Could you carry the post on freedom to operate forward from its final sentence?

*Selection*.
□ □ □ □ □ □ □
Freedom to operate conundrum

Posted on Apr 21, 2021

Freedom to operate conundrum

Freedom to operate conundrum

By Dr. Madelein Kleyn, Innovus, Stellenbosch University, South Africa






Growing a patent portfolio by protecting the innovation derived from research and development investment is merely the beginning to the creation of value.

Freedom to use, sell and otherwise exploit the invention is the challenge.

This is so often misunderstood.



A patent grants a negative right to its owner, i.e.  the  right to exclude others from making, using, exercising, disposing, or offering to dispose of, or importing the invention as claimed. A patent does NOT grant the right of use.

For a business to be able to practice its intellectual property rights, it will be necessary to secure freedom to operate (FTO).

FTO is the ability of a business to develop, make, and market products without legal liability or risk concerning the infringement of third party’s intellectual property rights.

FTO analyses are relevant in circumstances where a new product or technology is developed and the business wish to ensure that it will be free to manufacture and market the new product or technology so as to inform research strategy and to avoid pitfalls such as payment of royalties to third party IP owners for license fees; or to avoid costly IP litigation.  FTO is often conducted as part of the intellectual property due diligence prior to an investment in acquisition of a business as a condition of closing a deal.   This is even more so in deals where the acquisition or investment is mainly IP focused, and the value of the IP assets is determined part by the ability to practice the claimed technology and a clear FTO assessment can provide confidence and reassurance to potential investors or shareholders.
□ □ □ □ □ □ □
Items from a labeling collection:
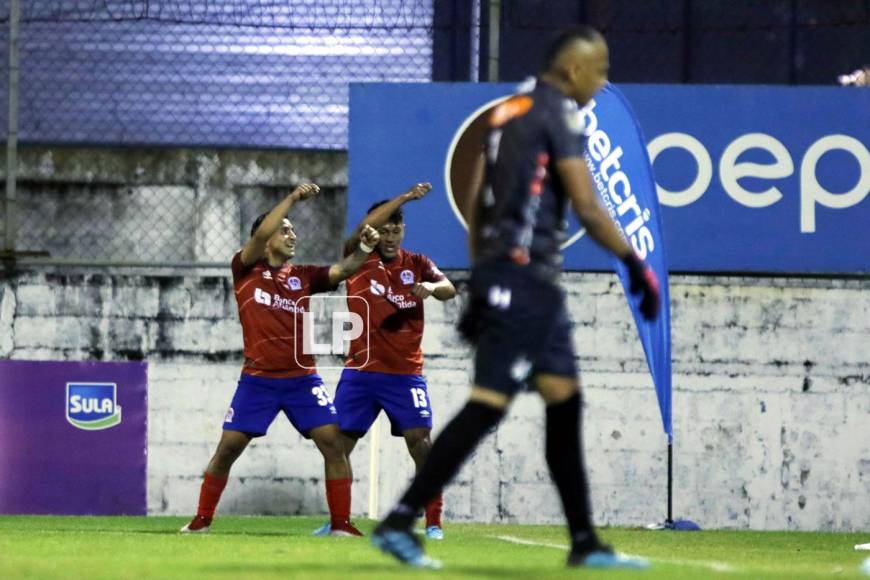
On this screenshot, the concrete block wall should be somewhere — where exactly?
[0,270,870,530]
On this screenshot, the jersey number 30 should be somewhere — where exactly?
[311,387,332,407]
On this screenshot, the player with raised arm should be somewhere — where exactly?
[315,183,456,540]
[181,183,379,536]
[372,27,659,568]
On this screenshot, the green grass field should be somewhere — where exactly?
[0,516,870,580]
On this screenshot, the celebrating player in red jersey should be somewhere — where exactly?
[181,183,379,536]
[315,183,456,539]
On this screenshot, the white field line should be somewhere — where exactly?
[491,536,737,572]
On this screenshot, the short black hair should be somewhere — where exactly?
[251,212,269,238]
[541,25,604,72]
[366,199,405,224]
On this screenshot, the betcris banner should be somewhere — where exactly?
[581,85,673,441]
[348,83,870,274]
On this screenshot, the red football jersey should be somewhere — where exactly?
[345,249,445,375]
[232,252,336,378]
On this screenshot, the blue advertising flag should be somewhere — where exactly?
[581,84,673,441]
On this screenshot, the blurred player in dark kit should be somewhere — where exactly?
[372,27,659,568]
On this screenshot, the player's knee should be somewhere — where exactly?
[312,433,347,461]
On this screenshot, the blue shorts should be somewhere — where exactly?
[224,373,338,439]
[335,369,432,437]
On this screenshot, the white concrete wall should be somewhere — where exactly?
[0,272,870,530]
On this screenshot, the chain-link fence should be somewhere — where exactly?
[3,0,432,149]
[0,0,433,266]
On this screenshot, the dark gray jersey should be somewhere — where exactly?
[477,81,583,277]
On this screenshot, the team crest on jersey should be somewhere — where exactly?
[371,280,387,296]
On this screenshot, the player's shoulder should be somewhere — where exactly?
[399,248,432,268]
[230,250,269,283]
[281,264,329,280]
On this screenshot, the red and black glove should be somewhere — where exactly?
[622,252,659,320]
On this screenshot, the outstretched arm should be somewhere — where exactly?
[329,224,380,285]
[344,183,432,254]
[411,278,456,302]
[241,183,320,266]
□ □ □ □ □ □ □
*Answer to this task*.
Most appropriate time to conduct an FTO

The early bird catches the worm!  It is advisable to conduct a FTO in the initial phase of a development cycle of a new product, or process or technology.  The benefits of an early IP search are that it may  provide opportunities for the early identification of existing technology that could potentially be licensed or co-developed through collaboration or deal-making.

Early FTO searching avoids the threat of future time consuming and expensive litigation; or it may provide opportunity for design around in the early stages of the project; or the decision to change the research strategy before wasting time and/or money on a product or process which cannot be seen through.

How to conduct an FTO

To obtain the required degree of certainty that the business has FTO, it is necessary to conduct a search  to identify the relevant IP. The most obvious and available are  the registered rights such as patents, design, and trade marks.  Other IP rights such as copyright are more difficult to identify.

Most IP databases for patents and trademarks are freely available to the public, but there are also very sophisticated IP search engine and databases available at reasonable cost.

IP rights are territorial rights, as such the scope of an FTO search should cover all of the countries or jurisdictions in which the business intends to conduct its activities, or plans to make, use, sell, or import the new product or process.

A thorough FTO search is complicated and costly.  It is best to use a professional practitioner practiced in the art of IP searching.

In order to minimize risk and maximize value, initially limit the searches to countries in which the business  intends to be commercially active and specifically focus on key competitors, key technology, and key markets.

Balance is important.  A business should consider the product or service being launched or acquired in terms of its value to the company. This include considering the existing or projected revenue.  If it is a high-profit, high volume, and high margin  product, they are most likely to lead to high damage awards if third party IP infringement is found, and as such worth to take the extra mile in securing FTO for such products or services.

Define a clear and property search strategy. The IP identified will depend on the quality of the search, and the degree of relevance of each IP form will be subject to interpretation. Some IP may not yet be in the public domain and thus unpublished at the time of the search and therefore not identified during the FTO search.

The search results are analysed to identify and quantify the risk considering the scope and validity of the IP right.

No FTO analysis is ever 100% accurate or a guarantee that the business is absolutely secure to be commercially free and won’t be sued.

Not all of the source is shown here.